Source extract.
○ ○ ○ ○ ○

Hyphens

Hi there,

I’m working with some legacy data where customer phone numbers are
stored with hyphens between the area code, exchange, and number (e.g.
555-555-5555). Is this the best way to store a phone number? Perhaps
not, but it’s the way they were being stored, so I have to work with
this format.

Right, so when I save a record the log tells me acts_as_ferret indexed
the number with the hyphens in place OK. However, find_by_contents does
not return any results if I query like 555-555-5555.

If I remove the hyphens and save the record, find_by_contents will
return results (e.g. 5555555555).

Does anyone have any thoughts on this?

Thanks in advance!

M.

Hi!
On Wed, Aug 30, 2006 at 05:29:58PM +0200, Michael L. wrote:

not return any results if I query like 555-555-5555.
Seems the tokenizer strips out the hyphens. This happens inside Ferret,
after acts_as_ferret’s debug message.

use something like

acts_as_ferret :fields => {
:phone => { :index => :untokenized },
…other fields go here
}

to let Ferret store the phone numbers unchanged.

Jens


webit! Gesellschaft für neue Medien mbH www.webit.de
Dipl.-Wirtschaftsingenieur Jens Krämer [email protected]
Schnorrstraße 76 Tel +49 351 46766 0
D-01069 Dresden Fax +49 351 46766 66

Hey Jens,

Thanks for the reply.

○ ○ ○ ○ ○

Aim of the exercise. Reproduce word for word the stretch of the phone-number thread from "Thanks in advance!" through "acts_as_ferret’s debug message.".

○ ○ ○ ○ ○

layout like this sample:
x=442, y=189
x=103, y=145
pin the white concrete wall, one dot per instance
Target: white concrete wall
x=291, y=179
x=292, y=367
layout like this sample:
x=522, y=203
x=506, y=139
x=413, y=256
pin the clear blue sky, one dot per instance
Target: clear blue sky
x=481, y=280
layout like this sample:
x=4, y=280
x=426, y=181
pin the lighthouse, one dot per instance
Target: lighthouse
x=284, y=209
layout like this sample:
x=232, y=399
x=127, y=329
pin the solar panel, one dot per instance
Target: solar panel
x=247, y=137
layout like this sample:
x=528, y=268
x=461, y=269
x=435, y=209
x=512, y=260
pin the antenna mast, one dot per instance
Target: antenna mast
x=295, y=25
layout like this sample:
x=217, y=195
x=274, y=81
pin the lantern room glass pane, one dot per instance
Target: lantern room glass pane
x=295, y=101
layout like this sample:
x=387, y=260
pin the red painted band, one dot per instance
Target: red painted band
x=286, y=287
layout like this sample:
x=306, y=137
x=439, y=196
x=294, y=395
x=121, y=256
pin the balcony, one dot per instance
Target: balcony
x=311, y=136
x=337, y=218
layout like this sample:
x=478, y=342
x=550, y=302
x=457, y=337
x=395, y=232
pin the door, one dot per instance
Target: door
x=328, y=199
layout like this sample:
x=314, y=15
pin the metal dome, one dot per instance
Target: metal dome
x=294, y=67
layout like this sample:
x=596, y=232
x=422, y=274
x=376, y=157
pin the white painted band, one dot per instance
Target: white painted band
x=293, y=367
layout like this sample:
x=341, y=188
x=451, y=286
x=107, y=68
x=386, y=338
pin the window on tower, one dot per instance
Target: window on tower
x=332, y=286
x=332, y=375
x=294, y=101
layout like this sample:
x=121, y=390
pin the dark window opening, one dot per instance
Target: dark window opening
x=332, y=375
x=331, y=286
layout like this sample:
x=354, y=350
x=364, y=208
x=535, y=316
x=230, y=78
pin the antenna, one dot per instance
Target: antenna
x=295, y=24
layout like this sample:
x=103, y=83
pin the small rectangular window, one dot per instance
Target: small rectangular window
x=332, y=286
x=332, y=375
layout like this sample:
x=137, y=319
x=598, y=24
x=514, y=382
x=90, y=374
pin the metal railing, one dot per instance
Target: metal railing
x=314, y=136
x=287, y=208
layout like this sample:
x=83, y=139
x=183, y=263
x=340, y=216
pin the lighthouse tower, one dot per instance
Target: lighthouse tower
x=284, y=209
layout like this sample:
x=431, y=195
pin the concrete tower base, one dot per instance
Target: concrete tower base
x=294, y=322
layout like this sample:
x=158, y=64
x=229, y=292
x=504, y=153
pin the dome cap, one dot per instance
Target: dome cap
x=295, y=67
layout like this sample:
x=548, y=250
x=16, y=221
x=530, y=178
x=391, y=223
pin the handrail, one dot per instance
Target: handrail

○ ○ ○ ○ ○

Worked answer.
Thanks in advance!

M.

Hi!
On Wed, Aug 30, 2006 at 05:29:58PM +0200, Michael L. wrote:

not return any results if I query like 555-555-5555.
Seems the tokenizer strips out the hyphens. This happens inside Ferret,
after acts_as_ferret’s debug message.